# start of DATASET

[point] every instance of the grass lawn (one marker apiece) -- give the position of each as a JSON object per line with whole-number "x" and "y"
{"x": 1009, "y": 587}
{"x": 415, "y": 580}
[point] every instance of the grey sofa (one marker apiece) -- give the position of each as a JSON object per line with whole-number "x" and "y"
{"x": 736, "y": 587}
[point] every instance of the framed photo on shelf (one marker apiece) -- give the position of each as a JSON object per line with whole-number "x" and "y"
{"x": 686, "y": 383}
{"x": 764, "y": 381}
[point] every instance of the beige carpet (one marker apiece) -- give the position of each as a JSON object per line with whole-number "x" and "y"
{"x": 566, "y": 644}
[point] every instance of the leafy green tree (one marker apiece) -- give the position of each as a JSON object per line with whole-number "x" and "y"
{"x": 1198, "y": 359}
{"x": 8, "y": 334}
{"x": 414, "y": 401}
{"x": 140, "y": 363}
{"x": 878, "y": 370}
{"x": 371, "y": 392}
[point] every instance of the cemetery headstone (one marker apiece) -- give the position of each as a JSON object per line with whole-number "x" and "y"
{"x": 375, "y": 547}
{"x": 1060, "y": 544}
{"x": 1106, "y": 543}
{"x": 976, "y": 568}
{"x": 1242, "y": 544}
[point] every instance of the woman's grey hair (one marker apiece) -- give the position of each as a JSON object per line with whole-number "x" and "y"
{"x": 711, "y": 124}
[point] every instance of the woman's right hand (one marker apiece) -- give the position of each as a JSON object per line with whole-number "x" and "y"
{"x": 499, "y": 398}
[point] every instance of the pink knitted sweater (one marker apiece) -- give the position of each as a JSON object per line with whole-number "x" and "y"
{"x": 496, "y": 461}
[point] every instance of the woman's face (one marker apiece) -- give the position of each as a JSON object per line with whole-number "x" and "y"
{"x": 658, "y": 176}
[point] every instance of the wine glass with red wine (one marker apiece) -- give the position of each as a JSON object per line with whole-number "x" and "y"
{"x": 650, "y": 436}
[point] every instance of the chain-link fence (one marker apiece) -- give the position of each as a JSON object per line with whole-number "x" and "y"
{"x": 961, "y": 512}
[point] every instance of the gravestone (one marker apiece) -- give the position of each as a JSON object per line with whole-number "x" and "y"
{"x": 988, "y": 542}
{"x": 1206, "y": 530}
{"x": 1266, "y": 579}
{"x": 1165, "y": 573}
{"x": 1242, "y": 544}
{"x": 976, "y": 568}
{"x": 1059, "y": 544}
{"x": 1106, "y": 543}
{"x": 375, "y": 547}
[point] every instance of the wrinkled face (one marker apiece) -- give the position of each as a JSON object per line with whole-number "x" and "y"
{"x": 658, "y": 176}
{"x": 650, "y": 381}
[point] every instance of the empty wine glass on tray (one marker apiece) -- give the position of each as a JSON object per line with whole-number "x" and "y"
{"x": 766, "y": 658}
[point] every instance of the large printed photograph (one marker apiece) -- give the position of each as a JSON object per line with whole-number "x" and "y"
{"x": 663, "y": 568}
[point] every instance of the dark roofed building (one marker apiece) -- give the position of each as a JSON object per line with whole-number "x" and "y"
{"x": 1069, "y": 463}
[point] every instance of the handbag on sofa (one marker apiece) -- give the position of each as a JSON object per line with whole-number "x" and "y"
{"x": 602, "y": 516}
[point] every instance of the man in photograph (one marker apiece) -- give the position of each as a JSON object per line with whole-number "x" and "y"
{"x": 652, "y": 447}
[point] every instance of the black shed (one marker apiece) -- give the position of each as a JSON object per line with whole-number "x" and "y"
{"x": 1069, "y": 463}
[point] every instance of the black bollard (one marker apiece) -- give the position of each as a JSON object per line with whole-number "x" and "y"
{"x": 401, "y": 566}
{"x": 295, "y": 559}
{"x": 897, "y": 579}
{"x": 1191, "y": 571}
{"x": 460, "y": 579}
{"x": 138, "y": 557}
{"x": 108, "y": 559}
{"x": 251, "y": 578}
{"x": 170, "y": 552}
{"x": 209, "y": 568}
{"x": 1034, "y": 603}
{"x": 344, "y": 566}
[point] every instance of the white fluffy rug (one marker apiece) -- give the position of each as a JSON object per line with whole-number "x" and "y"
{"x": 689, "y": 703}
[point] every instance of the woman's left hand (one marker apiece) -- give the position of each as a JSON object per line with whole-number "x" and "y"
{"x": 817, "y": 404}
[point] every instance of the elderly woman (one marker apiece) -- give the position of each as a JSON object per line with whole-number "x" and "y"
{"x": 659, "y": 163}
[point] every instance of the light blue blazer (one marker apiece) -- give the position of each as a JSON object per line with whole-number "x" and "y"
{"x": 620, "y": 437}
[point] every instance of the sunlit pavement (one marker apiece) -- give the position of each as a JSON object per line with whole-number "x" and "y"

# end of DATASET

• AIM: Please copy all of the rows above word for word, without changing anything.

• FULL SOLUTION:
[point] every instance of the grass lawn (one marker apiece) -- give the position of each as a JSON object per line with whole-number "x" and "y"
{"x": 1009, "y": 587}
{"x": 415, "y": 580}
[point] every instance of the grey sofa (one marker apiece) -- give the position of each as a JSON object per line with whole-number "x" and "y"
{"x": 736, "y": 587}
[point] every instance of the framed photo on shelf (one marker apiece) -- give the position of each as a JSON object per line with whole-number "x" and "y"
{"x": 686, "y": 383}
{"x": 764, "y": 381}
[point] every instance of the beige carpet (one marker apiece) -- give the position of each as a JSON object per line with whole-number "x" and "y"
{"x": 566, "y": 644}
[point] every instance of the leafy green tree (one marker apiece) -- give the position of each as a JSON object per line with whole-number "x" and "y"
{"x": 1198, "y": 359}
{"x": 8, "y": 334}
{"x": 414, "y": 401}
{"x": 140, "y": 363}
{"x": 878, "y": 370}
{"x": 371, "y": 392}
[point] every instance of the cemetery headstone (one marker apiece) -- give the position of each as a JSON object per line with whole-number "x" and "y"
{"x": 375, "y": 547}
{"x": 1060, "y": 544}
{"x": 1106, "y": 543}
{"x": 976, "y": 568}
{"x": 1242, "y": 544}
[point] every instance of the woman's grey hair (one marker apiece) -- give the position of each as a JSON object per line with whole-number "x" and "y"
{"x": 711, "y": 124}
[point] every instance of the woman's right hand (one marker apiece) -- give the position of each as a JSON object per line with whole-number "x" and "y"
{"x": 499, "y": 398}
[point] every instance of the pink knitted sweater (one marker apiece) -- give the position of each as a JSON object per line with whole-number "x" and "y"
{"x": 496, "y": 461}
[point] every instance of the woman's face (one marker apiece) -- give the position of each as a JSON object per line with whole-number "x" and "y"
{"x": 658, "y": 176}
[point] every instance of the wine glass with red wine (one marker apiece) -- give the position of each as a JSON object per line with whole-number "x" and "y"
{"x": 650, "y": 436}
[point] every instance of the chain-link fence (one marker apiece) -- give the position of each as a JSON object per line with whole-number "x" and "y"
{"x": 961, "y": 512}
[point] every instance of the gravestone (one marker apiece) -- give the position of each as a JSON object per line with whole-number "x" and "y"
{"x": 988, "y": 542}
{"x": 1206, "y": 530}
{"x": 1266, "y": 579}
{"x": 1165, "y": 573}
{"x": 1242, "y": 544}
{"x": 976, "y": 568}
{"x": 1059, "y": 544}
{"x": 1106, "y": 543}
{"x": 375, "y": 547}
[point] every instance of the wrinkled face (one marker apiece) -- give the position of each as a JSON object per line with whole-number "x" and "y"
{"x": 658, "y": 176}
{"x": 650, "y": 381}
[point] every instance of the empty wine glass on tray (one marker apiece) -- give the position of each as a JSON object per line with whole-number "x" and "y"
{"x": 766, "y": 658}
[point] every instance of the large printed photograph (one marker apiece) -- give the position of each as a JSON object per line with whole-number "x" and "y"
{"x": 663, "y": 568}
[point] every instance of the dark roofed building (one marker apiece) -- give the position of each as a JSON object per line with whole-number "x" and "y"
{"x": 1069, "y": 463}
[point] every instance of the handbag on sofa (one marker apiece) -- give the position of each as a JSON object per line with whole-number "x" and "y"
{"x": 602, "y": 516}
[point] every instance of the man in photograph (one marker apiece) -- give the position of each as a JSON object per line with whole-number "x" and "y"
{"x": 652, "y": 447}
[point] every instance of the black shed (one marker apiece) -- give the position of each as a JSON object per line with whole-number "x" and "y"
{"x": 1069, "y": 463}
[point] every instance of the black bollard (one marker apiece) -- give the position of each as a JSON object per line with whole-number "x" and "y"
{"x": 401, "y": 566}
{"x": 295, "y": 559}
{"x": 897, "y": 579}
{"x": 1191, "y": 571}
{"x": 460, "y": 579}
{"x": 138, "y": 557}
{"x": 108, "y": 559}
{"x": 251, "y": 578}
{"x": 170, "y": 552}
{"x": 209, "y": 568}
{"x": 1034, "y": 603}
{"x": 344, "y": 566}
[point] every instance of the white fluffy rug (one marker apiece) -- give the position of each as a JSON object per line with whole-number "x" and "y"
{"x": 689, "y": 703}
[point] every instance of the woman's left hand (one marker apiece) -- give the position of each as a JSON object per line with whole-number "x" and "y"
{"x": 817, "y": 404}
[point] every instance of the elderly woman (one marker apiece) -- give the position of each as a JSON object per line with whole-number "x" and "y"
{"x": 659, "y": 163}
[point] every instance of the light blue blazer (one marker apiece) -- give the position of each as a JSON object per line with whole-number "x" and "y"
{"x": 620, "y": 437}
[point] every instance of the sunlit pavement (one marker apiece) -- give the position of each as a JSON object per line with whole-number "x" and "y"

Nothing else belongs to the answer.